1. Field of the Invention
The present invention relates to devices for displaying images, and more particularly, to a device and a method of driving a light source for image display devices.
2. Description of the Related Art
Display devices, such as computer monitors, television sets, etc., generally include self-emitting display devices employing light emitting diodes (LEDs), electroluminescences (ELs), vacuum fluorescent display (VFD), field emission display (FED) and plasma panel display (PDP), and non-emitting display devices employing liquid crystal display (LCD) which necessitates a light source.
LCD devices are generally equipped with two panels each having a field-generating electrode and a liquid crystal (LC) layer with dielectric anisotropy. The LC layer is interposed between the two panels. The field-generating electrodes are each supplied with an electric voltage to generate electric fields across the liquid crystal layer. The light transmittance of the LC layer varies in association with the strength of the electric fields, which is controlled by the applied voltage. Accordingly, desired images are displayed by adjusting the applied voltage.
The light for an LCD device is provided by a light source equipped within the LCD device or may be the natural light. In case of employing a light source to provide the light, the brightness on a screen of the LCD device is usually adjusted by regulating the ratio of on- and off-time of the light source or regulating the current flowing the light source.
As a light source for the LCD devices, fluorescent lamps are usually used. The fluorescent lamps generally require a high AC voltage of which magnitude is typically in the range of several kilovolts and frequency in the range of dozens of kilohertz. The current flowing such fluorescent lamps has a magnitude of several milli-amperes. Since the lamps are disposed at the rear side of an LCD panel and close to the panel at a distance of several millimeters, electric fields and magnetic fields from the lamps make noise to signals in wires and thin film transistors (TFTs) of the LCD panel. In particular, since the frequency of a driving signal for the lamps and the frequency of a horizontal synchronization signal for the LCD panel are similar to each other but a slight difference, a beating occurs to cause interference which makes horizontal stripes, called waterfall, on the LCD screen.

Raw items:

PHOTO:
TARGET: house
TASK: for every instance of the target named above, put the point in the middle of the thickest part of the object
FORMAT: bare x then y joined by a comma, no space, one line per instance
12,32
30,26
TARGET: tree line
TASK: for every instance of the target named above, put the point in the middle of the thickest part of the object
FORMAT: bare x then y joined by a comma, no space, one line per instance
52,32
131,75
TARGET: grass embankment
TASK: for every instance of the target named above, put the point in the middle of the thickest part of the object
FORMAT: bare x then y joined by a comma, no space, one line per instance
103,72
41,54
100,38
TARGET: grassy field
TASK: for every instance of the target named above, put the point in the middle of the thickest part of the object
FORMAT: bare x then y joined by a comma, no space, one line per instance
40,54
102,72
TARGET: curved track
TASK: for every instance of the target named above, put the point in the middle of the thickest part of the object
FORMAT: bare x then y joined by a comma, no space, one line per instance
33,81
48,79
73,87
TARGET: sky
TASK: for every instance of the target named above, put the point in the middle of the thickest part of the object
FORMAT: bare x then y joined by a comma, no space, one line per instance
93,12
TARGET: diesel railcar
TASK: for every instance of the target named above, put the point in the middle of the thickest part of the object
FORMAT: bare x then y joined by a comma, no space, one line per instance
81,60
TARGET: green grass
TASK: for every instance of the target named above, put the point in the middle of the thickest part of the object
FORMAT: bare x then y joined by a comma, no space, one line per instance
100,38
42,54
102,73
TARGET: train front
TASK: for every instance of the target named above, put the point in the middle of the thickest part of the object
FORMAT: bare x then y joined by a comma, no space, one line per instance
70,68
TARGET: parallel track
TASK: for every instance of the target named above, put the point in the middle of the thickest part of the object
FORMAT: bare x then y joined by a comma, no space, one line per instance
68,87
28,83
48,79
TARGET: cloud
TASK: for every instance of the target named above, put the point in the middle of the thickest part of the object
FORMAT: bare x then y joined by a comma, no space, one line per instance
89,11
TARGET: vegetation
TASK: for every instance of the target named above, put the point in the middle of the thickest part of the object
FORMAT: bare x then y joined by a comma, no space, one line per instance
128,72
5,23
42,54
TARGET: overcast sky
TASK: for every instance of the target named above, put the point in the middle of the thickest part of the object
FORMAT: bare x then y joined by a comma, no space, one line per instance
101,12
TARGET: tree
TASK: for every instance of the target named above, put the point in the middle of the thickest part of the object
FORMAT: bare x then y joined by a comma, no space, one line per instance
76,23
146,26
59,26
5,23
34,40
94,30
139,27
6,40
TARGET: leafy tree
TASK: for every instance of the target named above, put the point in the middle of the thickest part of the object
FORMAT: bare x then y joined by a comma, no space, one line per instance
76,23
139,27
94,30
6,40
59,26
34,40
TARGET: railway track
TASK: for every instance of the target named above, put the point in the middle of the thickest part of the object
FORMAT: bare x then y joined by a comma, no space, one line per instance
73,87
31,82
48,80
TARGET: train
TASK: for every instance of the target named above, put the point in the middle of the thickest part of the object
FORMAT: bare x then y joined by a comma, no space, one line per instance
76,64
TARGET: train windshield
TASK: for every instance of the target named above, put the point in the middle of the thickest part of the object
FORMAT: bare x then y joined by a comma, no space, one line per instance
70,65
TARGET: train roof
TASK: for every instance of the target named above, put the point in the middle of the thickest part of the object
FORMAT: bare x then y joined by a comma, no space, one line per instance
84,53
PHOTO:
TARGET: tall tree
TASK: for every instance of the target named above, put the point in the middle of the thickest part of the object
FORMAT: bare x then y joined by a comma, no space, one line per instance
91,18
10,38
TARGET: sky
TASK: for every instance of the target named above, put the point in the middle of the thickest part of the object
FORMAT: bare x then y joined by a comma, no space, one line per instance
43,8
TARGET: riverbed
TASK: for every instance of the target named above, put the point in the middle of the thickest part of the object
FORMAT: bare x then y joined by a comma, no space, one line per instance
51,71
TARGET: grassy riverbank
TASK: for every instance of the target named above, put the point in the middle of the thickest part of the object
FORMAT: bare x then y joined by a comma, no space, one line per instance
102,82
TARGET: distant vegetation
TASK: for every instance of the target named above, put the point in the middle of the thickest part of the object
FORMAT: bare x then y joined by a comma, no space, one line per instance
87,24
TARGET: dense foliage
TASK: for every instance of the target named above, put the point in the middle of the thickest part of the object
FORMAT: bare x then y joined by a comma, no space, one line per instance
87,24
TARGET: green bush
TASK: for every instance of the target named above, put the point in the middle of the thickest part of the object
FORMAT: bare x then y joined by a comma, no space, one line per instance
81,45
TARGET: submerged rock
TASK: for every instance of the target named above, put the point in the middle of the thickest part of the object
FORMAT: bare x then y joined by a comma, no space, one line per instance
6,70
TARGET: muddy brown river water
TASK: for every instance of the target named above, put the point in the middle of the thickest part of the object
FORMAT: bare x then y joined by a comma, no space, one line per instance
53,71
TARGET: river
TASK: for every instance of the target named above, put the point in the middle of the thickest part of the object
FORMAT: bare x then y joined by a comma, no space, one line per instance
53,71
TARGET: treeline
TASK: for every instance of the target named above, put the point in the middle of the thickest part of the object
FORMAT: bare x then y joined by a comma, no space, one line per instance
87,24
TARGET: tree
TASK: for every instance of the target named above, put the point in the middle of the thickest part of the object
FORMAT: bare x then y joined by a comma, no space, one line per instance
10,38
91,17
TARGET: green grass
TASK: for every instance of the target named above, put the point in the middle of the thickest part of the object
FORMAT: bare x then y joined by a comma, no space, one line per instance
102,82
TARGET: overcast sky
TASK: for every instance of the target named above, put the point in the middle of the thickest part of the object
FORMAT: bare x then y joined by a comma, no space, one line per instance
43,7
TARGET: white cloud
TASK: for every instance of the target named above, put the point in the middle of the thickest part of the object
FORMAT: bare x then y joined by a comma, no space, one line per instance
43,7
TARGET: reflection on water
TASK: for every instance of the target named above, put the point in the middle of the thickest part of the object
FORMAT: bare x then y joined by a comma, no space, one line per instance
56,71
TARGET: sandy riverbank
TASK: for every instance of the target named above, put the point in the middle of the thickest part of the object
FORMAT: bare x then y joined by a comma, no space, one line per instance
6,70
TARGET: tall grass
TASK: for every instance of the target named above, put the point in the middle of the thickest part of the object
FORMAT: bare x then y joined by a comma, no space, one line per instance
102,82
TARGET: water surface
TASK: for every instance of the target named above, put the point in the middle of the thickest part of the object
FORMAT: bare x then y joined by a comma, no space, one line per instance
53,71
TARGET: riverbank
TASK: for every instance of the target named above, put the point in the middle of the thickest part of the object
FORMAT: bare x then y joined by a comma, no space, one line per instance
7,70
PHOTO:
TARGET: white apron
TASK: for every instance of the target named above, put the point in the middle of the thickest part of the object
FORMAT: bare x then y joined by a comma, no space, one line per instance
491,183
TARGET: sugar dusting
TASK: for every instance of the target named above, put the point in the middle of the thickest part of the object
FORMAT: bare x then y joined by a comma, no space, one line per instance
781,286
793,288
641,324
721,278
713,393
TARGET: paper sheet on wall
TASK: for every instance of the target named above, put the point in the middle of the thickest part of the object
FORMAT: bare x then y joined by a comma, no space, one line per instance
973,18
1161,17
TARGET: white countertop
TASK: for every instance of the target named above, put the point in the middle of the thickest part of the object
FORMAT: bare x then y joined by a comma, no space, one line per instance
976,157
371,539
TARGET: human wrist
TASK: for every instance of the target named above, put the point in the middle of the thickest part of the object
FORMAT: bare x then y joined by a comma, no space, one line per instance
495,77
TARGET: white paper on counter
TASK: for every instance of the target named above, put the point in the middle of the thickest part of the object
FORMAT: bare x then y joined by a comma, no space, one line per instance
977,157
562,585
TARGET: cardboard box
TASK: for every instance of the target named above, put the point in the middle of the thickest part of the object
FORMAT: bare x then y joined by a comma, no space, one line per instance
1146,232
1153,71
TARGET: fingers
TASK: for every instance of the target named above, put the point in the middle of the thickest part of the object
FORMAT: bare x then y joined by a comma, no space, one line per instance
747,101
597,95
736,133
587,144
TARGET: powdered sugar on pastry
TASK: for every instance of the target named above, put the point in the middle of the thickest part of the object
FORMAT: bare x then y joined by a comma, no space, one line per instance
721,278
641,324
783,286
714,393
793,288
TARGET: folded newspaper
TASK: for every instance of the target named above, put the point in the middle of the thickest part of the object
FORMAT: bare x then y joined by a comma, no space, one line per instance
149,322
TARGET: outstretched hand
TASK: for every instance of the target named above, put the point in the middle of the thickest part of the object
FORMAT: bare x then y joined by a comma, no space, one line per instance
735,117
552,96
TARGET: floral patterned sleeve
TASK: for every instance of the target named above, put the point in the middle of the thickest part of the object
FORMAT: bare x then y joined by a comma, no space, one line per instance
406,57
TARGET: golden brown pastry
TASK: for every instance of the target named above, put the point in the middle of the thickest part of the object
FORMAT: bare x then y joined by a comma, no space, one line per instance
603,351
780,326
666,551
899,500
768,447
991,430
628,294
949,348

TASKS >>
(a) Sum up the display device text in two sentences.
(b) In the display device text, change "computer monitors" to "desktop monitors" and write out the part starting at "2. Description of" and ending at "a light source.".

EXPECTED RESULTS >>
(a) The invention concerns image display devices, specifically a device and method for driving their light source, such as the fluorescent lamps usually used with LCD devices, which need a light source and display images by adjusting the voltage applied across a liquid crystal layer. Because these lamps sit a few millimeters behind the LCD panel and run at a frequency close to the panel's horizontal synchronization signal, their fields add noise to the panel's signals and cause a beating that produces horizontal stripes, called waterfall, on the screen.

(b)
2. Description of the Related Art
Display devices, such as desktop monitors, television sets, etc., generally include self-emitting display devices employing light emitting diodes (LEDs), electroluminescences (ELs), vacuum fluorescent display (VFD), field emission display (FED) and plasma panel display (PDP), and non-emitting display devices employing liquid crystal display (LCD) which necessitates a light source.